◆ **Aim**:
Write the material out again exactly.

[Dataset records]
--- Begin ---

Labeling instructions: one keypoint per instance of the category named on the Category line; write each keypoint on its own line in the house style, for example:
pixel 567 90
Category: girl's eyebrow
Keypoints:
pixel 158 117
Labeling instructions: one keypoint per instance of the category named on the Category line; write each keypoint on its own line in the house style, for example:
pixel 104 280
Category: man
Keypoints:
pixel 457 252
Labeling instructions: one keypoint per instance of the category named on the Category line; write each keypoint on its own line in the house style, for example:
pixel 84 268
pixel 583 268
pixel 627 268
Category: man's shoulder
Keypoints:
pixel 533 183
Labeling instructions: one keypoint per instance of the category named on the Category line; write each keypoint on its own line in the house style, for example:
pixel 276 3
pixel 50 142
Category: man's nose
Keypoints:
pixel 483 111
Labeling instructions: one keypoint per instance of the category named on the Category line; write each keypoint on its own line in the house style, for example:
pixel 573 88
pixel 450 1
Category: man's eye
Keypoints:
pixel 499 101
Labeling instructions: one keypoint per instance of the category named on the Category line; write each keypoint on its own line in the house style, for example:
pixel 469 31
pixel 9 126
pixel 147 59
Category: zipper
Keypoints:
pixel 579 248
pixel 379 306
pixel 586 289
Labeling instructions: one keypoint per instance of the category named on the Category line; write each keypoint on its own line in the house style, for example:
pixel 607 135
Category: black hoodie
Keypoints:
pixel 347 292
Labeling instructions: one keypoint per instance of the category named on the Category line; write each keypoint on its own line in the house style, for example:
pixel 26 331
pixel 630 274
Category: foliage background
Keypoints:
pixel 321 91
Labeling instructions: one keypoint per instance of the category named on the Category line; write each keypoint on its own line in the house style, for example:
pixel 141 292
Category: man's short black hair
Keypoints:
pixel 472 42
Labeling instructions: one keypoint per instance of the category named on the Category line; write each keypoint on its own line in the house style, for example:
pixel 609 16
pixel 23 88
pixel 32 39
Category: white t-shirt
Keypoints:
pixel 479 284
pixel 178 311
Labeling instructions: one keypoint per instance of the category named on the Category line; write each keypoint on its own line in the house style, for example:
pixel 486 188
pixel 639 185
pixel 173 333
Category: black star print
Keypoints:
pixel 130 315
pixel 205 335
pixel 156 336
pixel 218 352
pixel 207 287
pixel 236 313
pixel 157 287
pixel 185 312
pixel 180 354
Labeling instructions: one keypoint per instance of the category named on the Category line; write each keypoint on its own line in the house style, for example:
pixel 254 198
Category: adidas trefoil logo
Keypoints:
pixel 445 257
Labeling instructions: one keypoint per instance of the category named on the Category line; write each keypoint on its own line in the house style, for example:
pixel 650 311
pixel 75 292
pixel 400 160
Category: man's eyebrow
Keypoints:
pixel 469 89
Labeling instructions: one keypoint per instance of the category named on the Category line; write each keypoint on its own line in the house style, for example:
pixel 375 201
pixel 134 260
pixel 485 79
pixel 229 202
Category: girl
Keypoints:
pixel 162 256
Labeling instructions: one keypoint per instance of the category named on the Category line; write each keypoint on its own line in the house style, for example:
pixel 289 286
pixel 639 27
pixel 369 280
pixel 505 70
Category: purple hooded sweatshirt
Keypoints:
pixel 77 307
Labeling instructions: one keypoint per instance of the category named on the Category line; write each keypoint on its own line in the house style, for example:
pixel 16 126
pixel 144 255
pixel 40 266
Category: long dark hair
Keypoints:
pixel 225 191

--- End ---

◆ **Written solution**:
Labeling instructions: one keypoint per instance of the category named on the Category line; write each keypoint on its own line in the house style, for example:
pixel 567 90
Category: girl's eyebrow
Keypoints:
pixel 158 117
Labeling instructions: one keypoint per instance of the category named on the Category line; write each keypoint on its own line in the house style, for example:
pixel 104 280
Category: man
Keypoints:
pixel 457 252
Labeling instructions: one keypoint per instance of the category named on the Category line; write each keypoint on its own line in the house style, for example:
pixel 84 268
pixel 583 268
pixel 627 268
Category: man's shoulder
Keypoints:
pixel 533 183
Labeling instructions: one keypoint per instance of the category named on the Category line; write each keypoint on its own line in the house style, for example:
pixel 276 3
pixel 50 142
Category: man's nose
Keypoints:
pixel 483 111
Labeling instructions: one keypoint per instance of the category named on the Category line; write each keypoint on its own line in the house style, for example:
pixel 573 88
pixel 450 1
Category: man's eye
Keypoints:
pixel 499 101
Labeling instructions: one keypoint per instance of the category named on the Category line; write each keypoint on its own line in the house style, for example:
pixel 469 31
pixel 9 126
pixel 147 59
Category: zipper
Keypoints:
pixel 579 248
pixel 379 306
pixel 586 289
Labeling instructions: one keypoint per instance of the category named on the Category line; write each keypoint on its own line in the house style, for example:
pixel 607 135
Category: black hoodie
Keypoints:
pixel 347 292
Labeling instructions: one keypoint per instance of the category named on the Category line; write each keypoint on its own line in the house style, for example:
pixel 26 331
pixel 630 274
Category: foliage background
Keypoints:
pixel 321 91
Labeling instructions: one keypoint per instance of the category named on the Category line; write each keypoint on its own line in the house style, for example:
pixel 141 292
Category: man's short black hair
Keypoints:
pixel 472 42
Labeling instructions: one keypoint per instance of the category named on the Category line; write each keypoint on its own line in the house style, for example:
pixel 609 16
pixel 23 88
pixel 32 39
Category: white t-shirt
Keypoints:
pixel 479 284
pixel 178 311
Labeling instructions: one keypoint per instance of the category named on the Category line; write each keypoint on its own line in the house style, for example:
pixel 486 188
pixel 639 185
pixel 173 333
Category: black star print
Keypoints:
pixel 130 315
pixel 205 335
pixel 156 336
pixel 218 352
pixel 207 287
pixel 236 313
pixel 157 287
pixel 185 312
pixel 180 354
Labeling instructions: one keypoint per instance of the category named on the Category line; write each keypoint on its own line in the house style, for example:
pixel 254 198
Category: adidas trefoil logo
Keypoints:
pixel 445 257
Labeling instructions: one keypoint per instance of the category named on the Category line; write each keypoint on its own line in the house style, for example:
pixel 650 311
pixel 75 292
pixel 400 160
Category: man's eyebrow
Keypoints:
pixel 469 89
Labeling instructions: one keypoint per instance of the category named on the Category line; write each keypoint on its own line in the house style, for example:
pixel 375 201
pixel 134 260
pixel 485 79
pixel 229 202
Category: girl
Keypoints:
pixel 162 256
Labeling instructions: one keypoint per instance of the category named on the Category line; write each keypoint on its own line in the house style, for example:
pixel 289 286
pixel 639 27
pixel 369 280
pixel 505 70
Category: purple hooded sweatshirt
Keypoints:
pixel 77 307
Labeling instructions: one keypoint per instance of the category named on the Category line; write each keypoint on its own line in the house style, for example:
pixel 16 126
pixel 144 255
pixel 40 266
Category: long dark hair
Keypoints:
pixel 225 191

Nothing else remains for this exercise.